US National Security Adviser Jake Sullivan (L) hands a baton to incoming National Security Advisor Mike Waltz during an event at the US Institute of Peace in Washington, DC, on January 14, 2025. (AFP)
US National Security Adviser Jake Sullivan (L) hands a baton to incoming National Security Advisor Mike Waltz during an event at the US Institute of Peace in Washington, DC, on January 14, 2025. (AFP)

Top advisers to US President Joe Biden and President-elect Donald Trump put aside their differences - mostly - for a symbolic "passing of the torch" event focused on national security issues on Tuesday.

Biden national security adviser Jake Sullivan passed a ceremonial baton to US Congressman Mike Waltz, Trump's pick for the same job, in a revival of a Washington ritual organized by the nonpartisan United States Institute of Peace since 2001.

Records from a data source
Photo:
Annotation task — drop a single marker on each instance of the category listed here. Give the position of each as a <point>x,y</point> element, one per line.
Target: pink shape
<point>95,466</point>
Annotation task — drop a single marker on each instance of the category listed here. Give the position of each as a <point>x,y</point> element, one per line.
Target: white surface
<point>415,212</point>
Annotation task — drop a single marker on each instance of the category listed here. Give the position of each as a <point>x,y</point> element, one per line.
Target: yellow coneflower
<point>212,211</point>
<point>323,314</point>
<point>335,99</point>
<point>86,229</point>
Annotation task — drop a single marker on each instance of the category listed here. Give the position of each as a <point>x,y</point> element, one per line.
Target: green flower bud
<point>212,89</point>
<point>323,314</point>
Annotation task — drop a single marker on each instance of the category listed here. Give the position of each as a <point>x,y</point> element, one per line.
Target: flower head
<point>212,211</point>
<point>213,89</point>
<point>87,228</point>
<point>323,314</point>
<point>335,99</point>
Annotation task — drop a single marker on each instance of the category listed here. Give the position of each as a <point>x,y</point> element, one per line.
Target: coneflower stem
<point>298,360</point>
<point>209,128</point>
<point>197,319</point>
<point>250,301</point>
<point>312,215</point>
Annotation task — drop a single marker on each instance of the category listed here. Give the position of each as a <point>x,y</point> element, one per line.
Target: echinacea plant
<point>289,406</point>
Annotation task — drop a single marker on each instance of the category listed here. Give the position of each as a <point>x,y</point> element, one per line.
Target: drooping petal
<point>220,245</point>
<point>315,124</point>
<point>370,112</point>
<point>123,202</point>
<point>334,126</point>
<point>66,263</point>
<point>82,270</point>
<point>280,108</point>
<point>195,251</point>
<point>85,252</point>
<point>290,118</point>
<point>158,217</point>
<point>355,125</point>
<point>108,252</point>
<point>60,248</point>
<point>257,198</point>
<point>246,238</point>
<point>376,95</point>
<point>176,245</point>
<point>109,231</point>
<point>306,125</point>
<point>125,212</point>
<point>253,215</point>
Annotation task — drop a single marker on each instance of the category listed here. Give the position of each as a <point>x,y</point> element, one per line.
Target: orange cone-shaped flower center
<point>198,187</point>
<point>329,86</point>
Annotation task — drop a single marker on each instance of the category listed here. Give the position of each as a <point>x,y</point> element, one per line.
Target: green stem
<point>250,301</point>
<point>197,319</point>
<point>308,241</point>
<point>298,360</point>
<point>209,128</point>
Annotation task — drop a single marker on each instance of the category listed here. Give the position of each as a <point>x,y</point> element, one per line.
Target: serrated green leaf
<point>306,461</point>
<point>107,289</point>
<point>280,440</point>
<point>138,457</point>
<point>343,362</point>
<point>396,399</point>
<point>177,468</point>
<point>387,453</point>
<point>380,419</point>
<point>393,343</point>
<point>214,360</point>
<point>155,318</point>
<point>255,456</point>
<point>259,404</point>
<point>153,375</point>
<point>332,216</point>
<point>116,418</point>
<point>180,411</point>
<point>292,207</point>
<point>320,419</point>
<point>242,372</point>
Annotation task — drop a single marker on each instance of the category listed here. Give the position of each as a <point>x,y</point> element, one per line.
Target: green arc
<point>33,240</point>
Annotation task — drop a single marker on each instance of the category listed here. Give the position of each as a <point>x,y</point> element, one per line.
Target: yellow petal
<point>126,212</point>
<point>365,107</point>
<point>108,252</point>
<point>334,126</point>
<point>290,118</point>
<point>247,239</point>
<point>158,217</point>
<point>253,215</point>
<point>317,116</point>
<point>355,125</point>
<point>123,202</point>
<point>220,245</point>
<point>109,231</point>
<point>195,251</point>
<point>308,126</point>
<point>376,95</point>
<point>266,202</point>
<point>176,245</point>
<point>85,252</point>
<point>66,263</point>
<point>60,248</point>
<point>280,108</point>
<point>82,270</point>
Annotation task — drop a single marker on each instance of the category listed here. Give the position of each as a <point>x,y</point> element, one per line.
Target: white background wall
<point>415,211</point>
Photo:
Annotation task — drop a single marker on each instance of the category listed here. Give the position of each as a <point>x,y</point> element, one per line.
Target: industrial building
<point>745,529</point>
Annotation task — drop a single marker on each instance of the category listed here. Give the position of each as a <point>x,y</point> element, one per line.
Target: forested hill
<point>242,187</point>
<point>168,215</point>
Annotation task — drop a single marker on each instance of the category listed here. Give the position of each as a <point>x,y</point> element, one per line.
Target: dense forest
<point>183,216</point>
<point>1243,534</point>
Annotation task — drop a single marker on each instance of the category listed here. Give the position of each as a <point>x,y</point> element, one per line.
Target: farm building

▶ TASK DETAILS:
Pick up the news report on the Sullivan-to-Waltz baton ceremony right after its last sentence and keep writing it.

▶ RESULT OF THIS TASK:
The two men are normally in the media defending their bosses' opposing views on Ukraine, the Middle East and China.

On Tuesday, Waltz and Sullivan politely searched for common ground on a panel designed to project the continuity of power in the United States.

"It's like a very strange, slightly awkward version of 'The Dating Game,' you know the old game where you wrote down your answer, and that person wrote down their answer, and you see how much they match up," said Sullivan.

The event offered a preview of what may be in store on Monday when Trump is inaugurated as president. This peaceful transfer of power, a hallmark of more than two centuries of American democracy, comes four years after Trump disputed and never conceded his loss in the 2020 election.

This time the two sides are talking. Sullivan, at Biden's request, has briefed Waltz privately, at length, on the current administration's policy around the world even as the Trump aide has regularly said the new team will depart radically from it.

Trump's Middle East envoy Steve Witkoff and Biden's envoy Brett McGurk are working together this week to close a ceasefire deal in the region for hostages held by Hamas in Gaza.

Asked about the key challenges facing the new administration, Waltz and Sullivan on Tuesday both pointed to the California wildfires and China.

Sullivan also highlighted a hostage deal and artificial intelligence as key issues.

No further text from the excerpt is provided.